» **SELECTED PASSAGE**:
________________________________________
Published: 6 September 2010



The study of relationships between human diseases provides new possibilities for biomedical research. Recent achievements on human genetic diseases have stimulated interest to derive methods to identify disease associations in order to gain further insight into the network of human diseases and to predict disease genes.


Using about 10000 manually collected causal disease/gene associations, we developed a statistical approach to infer meaningful associations between human morbidities. The derived method clustered cardiometabolic and endocrine disorders, immune system-related diseases, solid tissue neoplasms and neurodegenerative pathologies into prominent disease groups. Analysis of biological functions confirmed characteristic features of corresponding disease clusters. Inference of disease associations was further employed as a starting point for prediction of disease genes. Efforts were made to underpin the validity of results by relevant literature evidence. Interestingly, many inferred disease relationships correspond to known clinical associations and comorbidities, and several predicted disease genes were subjects of therapeutic target research.


Causal molecular mechanisms present a unifying principle to derive methods for disease classification, analysis of clinical disorder associations, and prediction of disease genes. According to the definition of causal disease genes applied in this study, these results are not restricted to genetic disease/gene relationships. This may be particularly useful for the study of long-term or chronic illnesses, where pathological derangement due to environmental or as part of sequel conditions is of importance and may not be fully explained by genetic background.
________________________________________
» **INPUT DATA**:
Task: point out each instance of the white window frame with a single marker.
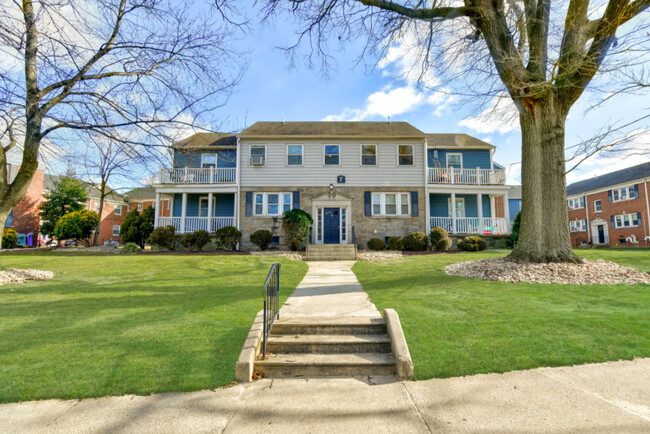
________________________________________
» **DIRECTIONS**:
A. Please list the prominent disease groups into which the method in the disease-association text clustered disorders.
B. Reproduce the passage of the disease-association text that begins with the words containing "The study of relationships" and ends with "predict disease genes.".

» **RESULTS OF THE TASKS**:
A.
- Cardiometabolic and endocrine disorders
- Immune system-related diseases
- Solid tissue neoplasms
- Neurodegenerative pathologies

B.
The study of relationships between human diseases provides new possibilities for biomedical research. Recent achievements on human genetic diseases have stimulated interest to derive methods to identify disease associations in order to gain further insight into the network of human diseases and to predict disease genes.